## Aim of the exercise:
Gather every line of the records that contains the string "instance", matching its case exactly.

## Available data:
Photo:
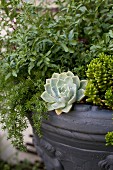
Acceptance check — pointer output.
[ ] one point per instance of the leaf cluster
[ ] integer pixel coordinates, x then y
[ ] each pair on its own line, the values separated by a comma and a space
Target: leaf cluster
44, 42
100, 85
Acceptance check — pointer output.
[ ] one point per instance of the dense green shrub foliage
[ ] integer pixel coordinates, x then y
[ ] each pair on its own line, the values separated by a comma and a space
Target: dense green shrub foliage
100, 84
43, 42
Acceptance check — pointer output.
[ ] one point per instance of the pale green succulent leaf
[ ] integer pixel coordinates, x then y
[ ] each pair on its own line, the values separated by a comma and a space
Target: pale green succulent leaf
48, 80
60, 83
58, 105
58, 111
48, 88
67, 108
47, 97
54, 87
55, 75
69, 81
73, 98
50, 108
69, 73
76, 81
83, 84
62, 76
80, 94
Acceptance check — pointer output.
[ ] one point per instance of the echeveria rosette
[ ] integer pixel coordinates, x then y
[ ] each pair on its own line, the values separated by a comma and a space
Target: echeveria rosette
62, 90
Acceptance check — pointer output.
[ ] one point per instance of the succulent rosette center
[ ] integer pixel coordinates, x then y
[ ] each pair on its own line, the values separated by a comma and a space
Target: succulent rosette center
62, 90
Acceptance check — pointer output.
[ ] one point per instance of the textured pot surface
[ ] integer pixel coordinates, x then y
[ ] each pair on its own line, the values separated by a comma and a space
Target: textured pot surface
76, 140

## The solution:
[ ] one point per instance of the leaf cluster
[ ] one point per instance of the dense green shrub foliage
[ ] one point per instance of the pale green succulent leaf
[ ] one point per instance of the echeveria rosette
[ ] one point per instance of the succulent rosette center
[ ] one point per instance of the textured pot surface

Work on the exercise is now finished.